Durante essa longa trajetória, seria de esperar que os jovens fossem expostos a um ambiente capaz de garantir a sua formação profissional. Só que isso não acontece, não apenas porque a entrega das universidades é insuficiente e conservadora, mas também porque o mercado de trabalho muda velozmente, sem ser acompanhado pelas universidades. Resultado: o ensino superior está imerso em ineficiência e crise, agravadas pela penúria financeira com que foi tratado nos últimos anos. A questão é que o conhecimento se tornou matricial, com diferentes trajetos possíveis para os alunos. Um engenheiro poderia aprender tanto cálculo quanto neurociência. Um médico carece de conhecimento em anatomia, tanto quanto em ética. Um economista precisa aprender tanto sociologia quanto ecologia. As velhas disciplinas envelheceram. Aliás, o termo “disciplina” diz muito sobre a rigidez da coisa. Sem falar em “grade curricular”, uma verdadeira prisão. O engenheiro aprende tudo sobre parafusos, mas não conhece a máquina. O médico trata do órgão, não da pessoa.
+++
Instruções da tarefa:
Segundo o texto sobre o ensino superior, o que um economista precisa aprender? A listagem abaixo não é necessária.
+++
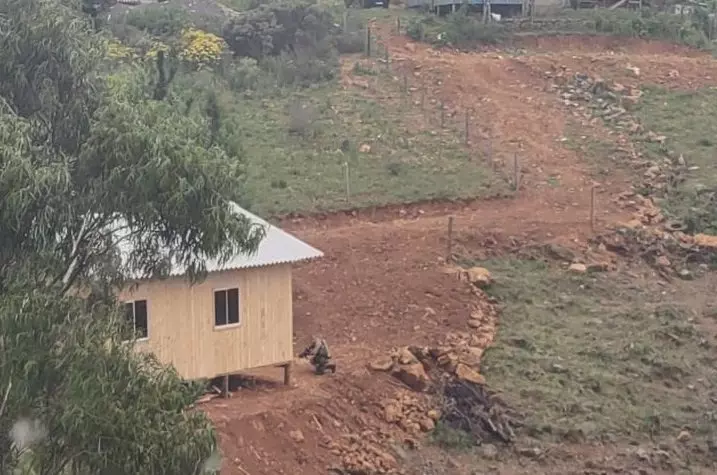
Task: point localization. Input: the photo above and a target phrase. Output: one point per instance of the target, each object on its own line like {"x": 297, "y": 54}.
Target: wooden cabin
{"x": 240, "y": 317}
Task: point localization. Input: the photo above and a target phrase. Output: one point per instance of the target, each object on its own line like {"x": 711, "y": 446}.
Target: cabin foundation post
{"x": 225, "y": 386}
{"x": 287, "y": 374}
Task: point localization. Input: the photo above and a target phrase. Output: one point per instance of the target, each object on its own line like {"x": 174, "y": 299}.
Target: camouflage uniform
{"x": 318, "y": 350}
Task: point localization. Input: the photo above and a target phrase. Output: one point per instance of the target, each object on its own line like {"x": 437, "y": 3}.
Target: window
{"x": 136, "y": 313}
{"x": 226, "y": 307}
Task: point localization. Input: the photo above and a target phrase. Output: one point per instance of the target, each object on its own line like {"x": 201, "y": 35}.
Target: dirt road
{"x": 381, "y": 284}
+++
Resposta da tarefa:
Tanto sociologia quanto ecologia.